TASK OBJECTIVE
In the entries below, find the line with "Target: woman's dark jacket" and the line with "Locate the banner". Reproduce those two lines and every line between them exactly, and nothing more.

== Segment start ==

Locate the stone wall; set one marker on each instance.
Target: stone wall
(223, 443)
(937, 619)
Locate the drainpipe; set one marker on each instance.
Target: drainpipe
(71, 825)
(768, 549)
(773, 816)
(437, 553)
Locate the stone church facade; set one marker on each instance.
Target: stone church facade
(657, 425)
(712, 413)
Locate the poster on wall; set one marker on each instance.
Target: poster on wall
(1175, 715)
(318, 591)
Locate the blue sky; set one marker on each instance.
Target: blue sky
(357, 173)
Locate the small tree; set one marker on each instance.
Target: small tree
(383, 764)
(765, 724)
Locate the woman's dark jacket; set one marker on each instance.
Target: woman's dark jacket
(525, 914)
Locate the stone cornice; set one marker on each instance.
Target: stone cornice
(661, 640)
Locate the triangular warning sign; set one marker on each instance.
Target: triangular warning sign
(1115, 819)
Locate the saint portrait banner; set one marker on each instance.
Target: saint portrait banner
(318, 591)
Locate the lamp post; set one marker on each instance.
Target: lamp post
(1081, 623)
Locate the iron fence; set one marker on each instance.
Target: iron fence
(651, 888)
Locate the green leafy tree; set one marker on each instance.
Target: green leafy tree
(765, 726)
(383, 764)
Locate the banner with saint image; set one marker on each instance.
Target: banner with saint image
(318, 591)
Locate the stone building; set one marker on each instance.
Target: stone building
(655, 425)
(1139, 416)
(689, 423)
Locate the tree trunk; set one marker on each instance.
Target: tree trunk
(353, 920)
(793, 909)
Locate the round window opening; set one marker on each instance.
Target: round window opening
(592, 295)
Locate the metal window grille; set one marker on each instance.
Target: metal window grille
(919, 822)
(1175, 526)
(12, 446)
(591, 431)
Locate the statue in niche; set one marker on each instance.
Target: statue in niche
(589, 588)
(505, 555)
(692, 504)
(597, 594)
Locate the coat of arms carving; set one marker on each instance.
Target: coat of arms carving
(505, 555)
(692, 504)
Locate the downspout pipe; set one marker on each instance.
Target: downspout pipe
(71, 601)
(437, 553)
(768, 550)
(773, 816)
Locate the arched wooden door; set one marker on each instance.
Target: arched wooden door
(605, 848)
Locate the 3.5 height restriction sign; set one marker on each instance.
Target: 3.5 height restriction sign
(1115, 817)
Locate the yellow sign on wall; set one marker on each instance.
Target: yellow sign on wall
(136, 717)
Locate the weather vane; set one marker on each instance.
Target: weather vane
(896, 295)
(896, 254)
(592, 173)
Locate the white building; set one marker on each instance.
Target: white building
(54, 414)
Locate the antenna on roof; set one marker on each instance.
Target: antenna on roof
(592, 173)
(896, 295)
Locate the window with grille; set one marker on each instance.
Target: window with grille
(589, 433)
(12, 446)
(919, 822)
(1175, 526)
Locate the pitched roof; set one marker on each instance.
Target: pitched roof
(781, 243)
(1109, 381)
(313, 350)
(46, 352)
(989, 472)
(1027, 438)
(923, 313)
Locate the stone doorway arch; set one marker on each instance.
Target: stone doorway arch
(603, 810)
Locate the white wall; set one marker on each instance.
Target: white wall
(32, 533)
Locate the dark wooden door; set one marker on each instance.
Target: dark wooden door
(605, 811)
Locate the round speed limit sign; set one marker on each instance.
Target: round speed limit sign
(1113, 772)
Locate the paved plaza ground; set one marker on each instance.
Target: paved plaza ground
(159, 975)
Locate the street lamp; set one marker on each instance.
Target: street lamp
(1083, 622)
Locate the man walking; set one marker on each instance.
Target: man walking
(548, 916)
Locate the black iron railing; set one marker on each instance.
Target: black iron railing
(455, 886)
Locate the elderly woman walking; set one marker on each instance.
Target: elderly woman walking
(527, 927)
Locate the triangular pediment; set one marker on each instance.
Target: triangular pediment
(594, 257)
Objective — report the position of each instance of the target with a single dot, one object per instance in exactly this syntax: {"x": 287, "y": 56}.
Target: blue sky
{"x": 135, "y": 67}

== Segment end ==

SOLUTION FOR THIS PROBLEM
Target: woman's dark jacket
(525, 914)
Locate the stone cornice; set one marker on each instance.
Target: stone cornice
(661, 640)
Locate the triangular warning sign; set one marker on each instance.
Target: triangular warning sign
(1115, 819)
Locate the saint portrait banner; set one marker on each instance.
Target: saint portrait banner
(318, 591)
Locate the lamp post; set one marker on each instance.
Target: lamp post
(1081, 623)
Locate the iron fence; set one marker on each instance.
Target: iron fence
(651, 888)
Locate the green leafy tree; set one marker on each instance.
Target: green leafy tree
(765, 726)
(383, 764)
Locate the banner with saint image; set one marker on each instance.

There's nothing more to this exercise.